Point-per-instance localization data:
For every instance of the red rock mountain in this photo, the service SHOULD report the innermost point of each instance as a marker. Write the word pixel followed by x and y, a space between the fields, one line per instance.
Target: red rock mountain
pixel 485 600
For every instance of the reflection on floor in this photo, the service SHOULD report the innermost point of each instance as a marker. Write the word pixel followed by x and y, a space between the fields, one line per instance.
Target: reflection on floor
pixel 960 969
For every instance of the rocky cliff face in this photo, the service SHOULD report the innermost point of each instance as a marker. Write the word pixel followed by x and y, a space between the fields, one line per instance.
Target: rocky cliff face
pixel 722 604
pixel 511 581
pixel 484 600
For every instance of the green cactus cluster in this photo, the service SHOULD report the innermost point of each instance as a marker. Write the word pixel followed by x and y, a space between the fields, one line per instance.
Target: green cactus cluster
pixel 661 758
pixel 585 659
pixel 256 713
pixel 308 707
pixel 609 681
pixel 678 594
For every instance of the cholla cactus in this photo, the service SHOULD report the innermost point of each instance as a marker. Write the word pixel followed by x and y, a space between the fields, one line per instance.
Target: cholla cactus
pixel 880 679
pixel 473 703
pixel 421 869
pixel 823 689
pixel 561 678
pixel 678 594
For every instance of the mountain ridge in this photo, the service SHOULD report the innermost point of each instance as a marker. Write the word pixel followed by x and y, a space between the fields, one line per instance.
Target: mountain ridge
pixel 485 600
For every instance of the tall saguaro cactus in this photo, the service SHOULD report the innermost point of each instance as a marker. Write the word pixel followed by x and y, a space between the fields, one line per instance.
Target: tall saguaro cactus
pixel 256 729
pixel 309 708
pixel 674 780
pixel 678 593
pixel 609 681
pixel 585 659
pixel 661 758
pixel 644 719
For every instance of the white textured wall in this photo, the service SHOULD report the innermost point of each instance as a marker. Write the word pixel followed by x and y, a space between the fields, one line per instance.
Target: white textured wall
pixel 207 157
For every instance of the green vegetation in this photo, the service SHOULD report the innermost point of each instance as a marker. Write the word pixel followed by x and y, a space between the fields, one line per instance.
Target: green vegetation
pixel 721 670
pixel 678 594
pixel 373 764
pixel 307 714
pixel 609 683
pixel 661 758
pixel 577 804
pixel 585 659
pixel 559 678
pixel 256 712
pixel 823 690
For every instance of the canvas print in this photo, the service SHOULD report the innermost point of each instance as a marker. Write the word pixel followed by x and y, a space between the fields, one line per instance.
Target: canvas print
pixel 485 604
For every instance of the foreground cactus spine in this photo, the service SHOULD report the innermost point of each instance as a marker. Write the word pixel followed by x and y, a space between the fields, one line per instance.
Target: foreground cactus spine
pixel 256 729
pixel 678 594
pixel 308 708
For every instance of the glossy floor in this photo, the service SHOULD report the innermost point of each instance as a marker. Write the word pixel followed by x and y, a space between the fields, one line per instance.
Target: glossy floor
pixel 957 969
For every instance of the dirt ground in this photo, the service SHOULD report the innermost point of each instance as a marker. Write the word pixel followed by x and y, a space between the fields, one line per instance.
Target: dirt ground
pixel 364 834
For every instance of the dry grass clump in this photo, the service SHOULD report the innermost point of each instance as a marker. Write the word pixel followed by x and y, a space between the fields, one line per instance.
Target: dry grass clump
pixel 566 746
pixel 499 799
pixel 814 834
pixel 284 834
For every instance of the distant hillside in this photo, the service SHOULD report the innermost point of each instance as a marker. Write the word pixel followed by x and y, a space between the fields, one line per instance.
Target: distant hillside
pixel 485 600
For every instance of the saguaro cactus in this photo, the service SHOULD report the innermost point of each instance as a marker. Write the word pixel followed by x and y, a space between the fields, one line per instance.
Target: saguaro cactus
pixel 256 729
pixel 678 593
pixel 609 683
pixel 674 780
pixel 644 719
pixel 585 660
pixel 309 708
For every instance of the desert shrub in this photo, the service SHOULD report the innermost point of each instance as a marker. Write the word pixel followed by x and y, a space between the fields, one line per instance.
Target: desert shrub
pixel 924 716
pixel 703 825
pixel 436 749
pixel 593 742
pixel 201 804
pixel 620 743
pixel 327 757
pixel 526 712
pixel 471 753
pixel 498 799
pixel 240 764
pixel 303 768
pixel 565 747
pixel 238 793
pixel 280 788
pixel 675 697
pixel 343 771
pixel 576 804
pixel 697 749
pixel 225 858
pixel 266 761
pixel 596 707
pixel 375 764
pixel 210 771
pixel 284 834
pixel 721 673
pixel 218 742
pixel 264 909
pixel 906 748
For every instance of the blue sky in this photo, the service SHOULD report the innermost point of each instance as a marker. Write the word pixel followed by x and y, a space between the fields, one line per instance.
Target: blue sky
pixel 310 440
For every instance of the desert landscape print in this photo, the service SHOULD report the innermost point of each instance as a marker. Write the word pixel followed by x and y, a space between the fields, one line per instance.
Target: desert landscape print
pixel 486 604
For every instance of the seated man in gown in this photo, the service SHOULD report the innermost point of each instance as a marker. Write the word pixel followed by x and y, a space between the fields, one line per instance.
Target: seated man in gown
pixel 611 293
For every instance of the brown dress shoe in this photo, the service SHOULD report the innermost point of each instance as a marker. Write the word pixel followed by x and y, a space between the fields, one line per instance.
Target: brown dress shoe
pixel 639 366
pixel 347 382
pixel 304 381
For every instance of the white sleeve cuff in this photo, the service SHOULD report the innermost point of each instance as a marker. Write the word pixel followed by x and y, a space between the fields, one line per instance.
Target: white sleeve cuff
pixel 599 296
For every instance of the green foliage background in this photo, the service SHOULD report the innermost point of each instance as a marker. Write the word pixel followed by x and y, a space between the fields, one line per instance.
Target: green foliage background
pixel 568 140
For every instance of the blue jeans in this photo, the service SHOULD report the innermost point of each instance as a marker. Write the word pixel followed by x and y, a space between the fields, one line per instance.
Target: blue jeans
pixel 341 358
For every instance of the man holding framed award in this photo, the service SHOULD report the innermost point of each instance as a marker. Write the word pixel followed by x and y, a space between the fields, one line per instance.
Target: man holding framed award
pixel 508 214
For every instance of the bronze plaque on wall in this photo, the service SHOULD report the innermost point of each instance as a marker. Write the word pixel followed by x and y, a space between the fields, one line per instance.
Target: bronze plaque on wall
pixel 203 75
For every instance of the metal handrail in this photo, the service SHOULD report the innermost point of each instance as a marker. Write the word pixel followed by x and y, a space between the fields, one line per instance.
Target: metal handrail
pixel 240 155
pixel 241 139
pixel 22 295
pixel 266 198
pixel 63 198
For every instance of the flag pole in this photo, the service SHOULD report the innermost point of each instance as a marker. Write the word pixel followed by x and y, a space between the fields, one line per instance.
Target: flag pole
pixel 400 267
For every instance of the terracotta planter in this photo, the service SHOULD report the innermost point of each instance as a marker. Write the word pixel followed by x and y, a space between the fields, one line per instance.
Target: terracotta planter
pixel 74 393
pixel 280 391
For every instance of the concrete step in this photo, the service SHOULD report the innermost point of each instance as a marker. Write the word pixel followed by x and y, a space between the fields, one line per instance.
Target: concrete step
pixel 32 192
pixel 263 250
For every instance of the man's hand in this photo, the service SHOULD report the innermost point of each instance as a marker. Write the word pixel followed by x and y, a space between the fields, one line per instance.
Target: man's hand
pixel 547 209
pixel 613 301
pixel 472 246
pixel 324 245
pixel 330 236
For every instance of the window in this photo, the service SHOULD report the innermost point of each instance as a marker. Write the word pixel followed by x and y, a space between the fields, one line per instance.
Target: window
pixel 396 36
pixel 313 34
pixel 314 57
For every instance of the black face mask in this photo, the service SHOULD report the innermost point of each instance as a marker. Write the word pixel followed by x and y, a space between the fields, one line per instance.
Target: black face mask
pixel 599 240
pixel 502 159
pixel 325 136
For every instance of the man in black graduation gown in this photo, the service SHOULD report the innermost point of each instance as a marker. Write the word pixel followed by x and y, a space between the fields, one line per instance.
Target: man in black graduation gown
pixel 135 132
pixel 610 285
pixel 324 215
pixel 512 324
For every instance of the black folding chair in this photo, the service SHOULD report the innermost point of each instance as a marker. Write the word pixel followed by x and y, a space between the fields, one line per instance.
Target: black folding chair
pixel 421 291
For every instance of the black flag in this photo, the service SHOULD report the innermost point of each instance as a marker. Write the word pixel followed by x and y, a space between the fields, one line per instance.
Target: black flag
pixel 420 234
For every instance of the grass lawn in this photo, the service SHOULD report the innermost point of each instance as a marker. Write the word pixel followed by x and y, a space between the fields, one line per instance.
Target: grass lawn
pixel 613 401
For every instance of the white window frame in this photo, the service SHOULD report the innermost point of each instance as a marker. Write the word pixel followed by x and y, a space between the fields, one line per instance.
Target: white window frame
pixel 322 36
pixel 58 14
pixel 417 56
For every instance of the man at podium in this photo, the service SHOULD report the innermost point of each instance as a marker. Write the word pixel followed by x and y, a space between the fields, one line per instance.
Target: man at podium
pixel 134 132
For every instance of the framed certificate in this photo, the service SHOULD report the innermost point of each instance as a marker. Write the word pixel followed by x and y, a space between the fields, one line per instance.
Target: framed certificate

**Work to be completed**
Select and copy each line from the data that includes the word "certificate".

**Solution below**
For every instance of the framed certificate in this photo, the service SHOULD report the innermost point of each instance as a marker. Write the word pixel followed by x and y, a space between the fields, one line per instance.
Target: framed certificate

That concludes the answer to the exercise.